··· DER TEXT

Als Gastarbeiter gekommen, zum Wuppertaler geworden

Heute vor 50 Jahren kam Ricardo Cuesta aus Spanien zum Arbeiten nach Wuppertal. Eine spanisch-bergische Lebensgeschichte.

Wuppertal. Ungemütlich war’s auf dem Bahnhof in Elberfeld, herbstlich und kalt: „Ich war müde nach mehr als zwei Tagen Bahnfahrt“, sagt Ricardo Cuesta, „aber ich war auch sehr neugierig darauf, was mich erwarten würde.“

Vor genau 50 Jahren, am 20. Oktober 1961, kam der damals 24-jährige Spanier als Gastarbeiter in Wuppertal an und erinnert sich lebhaft an die ersten Eindrücke: „Viele Gebäude trugen noch sichtbare Zeichen des Zweiten Weltkrieges. Aber überall spürte man die Aufbruchstimmung.“ Turbulente Zeiten seien das gewesen, in Deutschland wie in Spanien: „Kurz vor meiner Abreise hörte ich im Radio, dass Walter Ulbricht den ersten Stein für die Berliner Mauer hatte legen lassen.“ Spanien hingegen litt unter Franco, die Depression hielt das Land im Griff.

Viele junge Menschen suchten ihr Glück im Ausland — und viele deutsche Unternehmen suchten gute Arbeiter. Ricardo Cuesta hatte sich von Spanien aus bei Kugelfischer beworben, als Dreher, und er kam bereits mit einem Arbeitsvertrag in Wuppertal an. Die Anfangszeit sei dennoch hart gewesen: „Ich war allein, kannte niemanden, hatte wenig Geld und meine Unterkunft war eine Art Gartenlaube — es war ein großes Abenteuer.“

Der junge Spanier fing bei Kugelfischer in der Abteilung für Achslager an und lernte dort Hermann Heinrich aus der Varresbeck kennen: „Ricardo konnte schon etwas Deutsch, ich ein paar Brocken Spanisch“, erinnert sich Heinrich, „so kamen wir uns näher.“ Auch ansonsten habe er Glück gehabt und schnell Anschluss gefunden sagt Ricardo Cuesta. Zu Kollegen, zu Nachbarn, zur katholischen Kirchengemeinde St. Ludger in Vohwinkel.

······

§ DEINE AUFGABE: Schreib aus dem Text über Ricardo Cuesta die Stelle ab, die mit „Viele junge Menschen“ anfängt und bis „Ludger in Vohwinkel.“ weitergeht. Die Daten haben mit dem Text über Ricardo Cuesta nichts zu tun.

··· DIE DATEN

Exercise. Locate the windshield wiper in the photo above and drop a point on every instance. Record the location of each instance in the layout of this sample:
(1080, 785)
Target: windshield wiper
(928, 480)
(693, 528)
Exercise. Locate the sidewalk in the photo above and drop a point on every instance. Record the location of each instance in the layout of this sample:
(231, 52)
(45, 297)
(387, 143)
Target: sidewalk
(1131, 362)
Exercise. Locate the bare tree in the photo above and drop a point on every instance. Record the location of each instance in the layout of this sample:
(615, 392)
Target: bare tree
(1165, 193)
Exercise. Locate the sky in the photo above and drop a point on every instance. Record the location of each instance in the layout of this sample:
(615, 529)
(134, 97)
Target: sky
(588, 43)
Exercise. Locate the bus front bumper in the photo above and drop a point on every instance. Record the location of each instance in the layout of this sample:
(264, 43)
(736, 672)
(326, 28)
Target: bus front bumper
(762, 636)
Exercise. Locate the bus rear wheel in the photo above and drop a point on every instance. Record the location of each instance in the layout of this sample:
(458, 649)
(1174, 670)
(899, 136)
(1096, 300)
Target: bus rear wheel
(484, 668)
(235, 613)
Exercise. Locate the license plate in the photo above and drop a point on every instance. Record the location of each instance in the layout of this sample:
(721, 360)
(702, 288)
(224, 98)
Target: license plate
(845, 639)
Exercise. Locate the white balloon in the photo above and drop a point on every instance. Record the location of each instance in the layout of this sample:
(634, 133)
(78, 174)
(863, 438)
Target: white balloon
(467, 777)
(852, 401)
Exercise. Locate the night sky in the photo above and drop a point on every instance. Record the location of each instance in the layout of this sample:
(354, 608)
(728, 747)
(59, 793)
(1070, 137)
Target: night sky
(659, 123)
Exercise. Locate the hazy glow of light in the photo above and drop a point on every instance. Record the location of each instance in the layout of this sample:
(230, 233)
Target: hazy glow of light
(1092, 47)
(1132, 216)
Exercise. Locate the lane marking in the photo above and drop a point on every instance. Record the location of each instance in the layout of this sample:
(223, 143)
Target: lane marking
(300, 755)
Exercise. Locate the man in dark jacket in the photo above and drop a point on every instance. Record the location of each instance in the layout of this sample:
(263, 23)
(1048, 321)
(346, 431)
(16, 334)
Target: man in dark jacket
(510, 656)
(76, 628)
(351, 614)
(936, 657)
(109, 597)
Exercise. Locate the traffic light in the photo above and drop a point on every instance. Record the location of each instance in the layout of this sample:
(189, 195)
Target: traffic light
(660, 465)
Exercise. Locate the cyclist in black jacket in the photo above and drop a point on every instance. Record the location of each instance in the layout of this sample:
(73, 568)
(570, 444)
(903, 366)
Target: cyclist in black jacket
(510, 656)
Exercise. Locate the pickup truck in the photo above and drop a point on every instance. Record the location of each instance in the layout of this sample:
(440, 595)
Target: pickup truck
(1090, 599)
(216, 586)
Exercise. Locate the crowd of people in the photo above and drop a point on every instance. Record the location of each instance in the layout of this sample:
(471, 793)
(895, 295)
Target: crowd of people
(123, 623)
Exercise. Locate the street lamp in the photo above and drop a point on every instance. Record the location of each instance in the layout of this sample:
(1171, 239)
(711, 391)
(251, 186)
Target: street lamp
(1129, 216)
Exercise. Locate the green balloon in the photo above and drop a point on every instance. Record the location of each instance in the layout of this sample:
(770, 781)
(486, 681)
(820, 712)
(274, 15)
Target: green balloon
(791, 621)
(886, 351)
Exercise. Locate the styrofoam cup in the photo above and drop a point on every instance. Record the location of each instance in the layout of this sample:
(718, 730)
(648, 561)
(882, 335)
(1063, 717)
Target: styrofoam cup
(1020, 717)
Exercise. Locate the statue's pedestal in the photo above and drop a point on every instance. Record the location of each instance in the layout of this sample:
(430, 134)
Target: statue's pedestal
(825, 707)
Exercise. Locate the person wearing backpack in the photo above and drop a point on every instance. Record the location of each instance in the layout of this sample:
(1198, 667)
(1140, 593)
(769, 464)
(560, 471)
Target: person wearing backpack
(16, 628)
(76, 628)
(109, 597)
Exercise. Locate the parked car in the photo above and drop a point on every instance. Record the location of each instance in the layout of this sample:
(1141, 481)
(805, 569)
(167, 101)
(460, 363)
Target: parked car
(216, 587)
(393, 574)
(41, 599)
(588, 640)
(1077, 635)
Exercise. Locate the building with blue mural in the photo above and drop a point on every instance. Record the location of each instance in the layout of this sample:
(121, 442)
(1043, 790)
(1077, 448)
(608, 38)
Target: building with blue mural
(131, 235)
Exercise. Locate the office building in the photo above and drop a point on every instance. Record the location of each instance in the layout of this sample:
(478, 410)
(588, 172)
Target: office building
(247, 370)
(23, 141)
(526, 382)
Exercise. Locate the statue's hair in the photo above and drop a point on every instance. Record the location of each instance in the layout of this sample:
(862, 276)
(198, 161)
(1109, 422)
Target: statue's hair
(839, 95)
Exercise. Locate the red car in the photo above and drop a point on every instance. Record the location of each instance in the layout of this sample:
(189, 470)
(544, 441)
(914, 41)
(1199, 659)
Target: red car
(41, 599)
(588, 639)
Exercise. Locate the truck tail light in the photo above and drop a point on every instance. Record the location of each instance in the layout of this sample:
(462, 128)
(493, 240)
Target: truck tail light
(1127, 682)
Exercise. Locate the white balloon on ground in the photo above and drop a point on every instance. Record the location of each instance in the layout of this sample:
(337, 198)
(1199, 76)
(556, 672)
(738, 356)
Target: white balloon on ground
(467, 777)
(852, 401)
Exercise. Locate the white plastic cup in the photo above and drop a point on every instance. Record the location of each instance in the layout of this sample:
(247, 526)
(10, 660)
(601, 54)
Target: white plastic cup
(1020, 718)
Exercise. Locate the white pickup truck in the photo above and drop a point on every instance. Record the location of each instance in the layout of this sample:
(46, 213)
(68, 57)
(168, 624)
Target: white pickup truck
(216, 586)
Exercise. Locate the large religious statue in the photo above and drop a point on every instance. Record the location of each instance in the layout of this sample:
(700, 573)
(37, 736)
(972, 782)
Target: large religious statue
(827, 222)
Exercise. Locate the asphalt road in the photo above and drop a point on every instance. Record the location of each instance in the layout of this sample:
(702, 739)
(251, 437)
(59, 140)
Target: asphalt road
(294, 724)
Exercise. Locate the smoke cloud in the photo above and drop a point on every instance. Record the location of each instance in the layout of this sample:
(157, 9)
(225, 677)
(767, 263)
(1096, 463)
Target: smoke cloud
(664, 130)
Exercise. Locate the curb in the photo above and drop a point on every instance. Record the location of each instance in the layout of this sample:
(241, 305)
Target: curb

······

§ DEINE ANTWORT:
Viele junge Menschen suchten ihr Glück im Ausland — und viele deutsche Unternehmen suchten gute Arbeiter. Ricardo Cuesta hatte sich von Spanien aus bei Kugelfischer beworben, als Dreher, und er kam bereits mit einem Arbeitsvertrag in Wuppertal an. Die Anfangszeit sei dennoch hart gewesen: „Ich war allein, kannte niemanden, hatte wenig Geld und meine Unterkunft war eine Art Gartenlaube — es war ein großes Abenteuer.“

Der junge Spanier fing bei Kugelfischer in der Abteilung für Achslager an und lernte dort Hermann Heinrich aus der Varresbeck kennen: „Ricardo konnte schon etwas Deutsch, ich ein paar Brocken Spanisch“, erinnert sich Heinrich, „so kamen wir uns näher.“ Auch ansonsten habe er Glück gehabt und schnell Anschluss gefunden sagt Ricardo Cuesta. Zu Kollegen, zu Nachbarn, zur katholischen Kirchengemeinde St. Ludger in Vohwinkel.